# Stated goal
Locate each line in the items below that contains the word "brick", and copy every such line in full.

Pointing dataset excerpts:
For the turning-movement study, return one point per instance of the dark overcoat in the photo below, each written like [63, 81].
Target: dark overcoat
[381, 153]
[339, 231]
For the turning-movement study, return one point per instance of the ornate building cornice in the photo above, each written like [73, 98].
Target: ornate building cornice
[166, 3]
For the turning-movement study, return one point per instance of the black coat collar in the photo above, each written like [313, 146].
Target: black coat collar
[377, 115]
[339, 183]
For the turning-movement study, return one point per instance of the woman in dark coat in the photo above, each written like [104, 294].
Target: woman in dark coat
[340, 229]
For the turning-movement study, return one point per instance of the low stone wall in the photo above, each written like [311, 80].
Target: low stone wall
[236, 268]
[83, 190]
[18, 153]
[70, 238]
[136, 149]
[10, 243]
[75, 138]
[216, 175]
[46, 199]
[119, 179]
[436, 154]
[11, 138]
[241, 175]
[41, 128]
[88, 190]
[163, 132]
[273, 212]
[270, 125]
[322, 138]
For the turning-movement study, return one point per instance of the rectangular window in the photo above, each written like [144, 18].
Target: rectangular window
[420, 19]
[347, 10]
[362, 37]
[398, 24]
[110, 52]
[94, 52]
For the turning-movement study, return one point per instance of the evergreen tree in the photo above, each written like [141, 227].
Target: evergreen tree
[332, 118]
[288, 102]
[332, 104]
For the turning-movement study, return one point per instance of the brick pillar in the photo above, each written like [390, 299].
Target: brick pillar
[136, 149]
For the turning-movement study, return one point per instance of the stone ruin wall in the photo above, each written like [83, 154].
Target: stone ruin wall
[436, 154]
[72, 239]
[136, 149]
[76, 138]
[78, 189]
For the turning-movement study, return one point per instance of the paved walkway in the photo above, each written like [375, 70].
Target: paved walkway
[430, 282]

--

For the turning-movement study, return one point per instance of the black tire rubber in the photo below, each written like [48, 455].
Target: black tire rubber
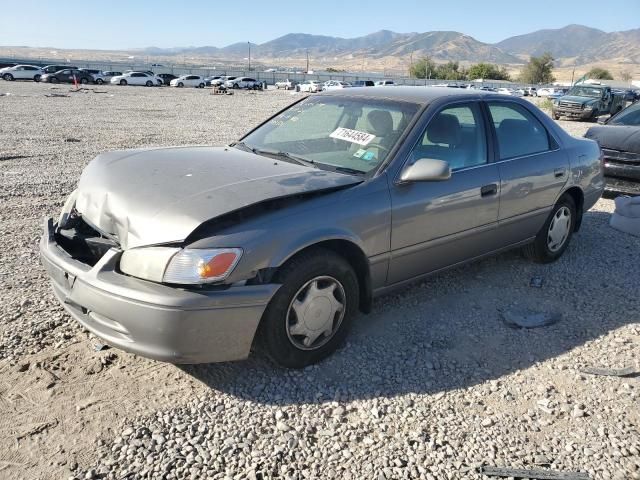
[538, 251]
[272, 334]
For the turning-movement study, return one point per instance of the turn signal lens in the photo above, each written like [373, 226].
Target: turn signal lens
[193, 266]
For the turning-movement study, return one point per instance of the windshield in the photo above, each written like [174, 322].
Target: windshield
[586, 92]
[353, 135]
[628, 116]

# Expected answer
For the turning-movement study, return one point per instance of the brick pillar in the photo above, each written like [390, 299].
Target: brick pillar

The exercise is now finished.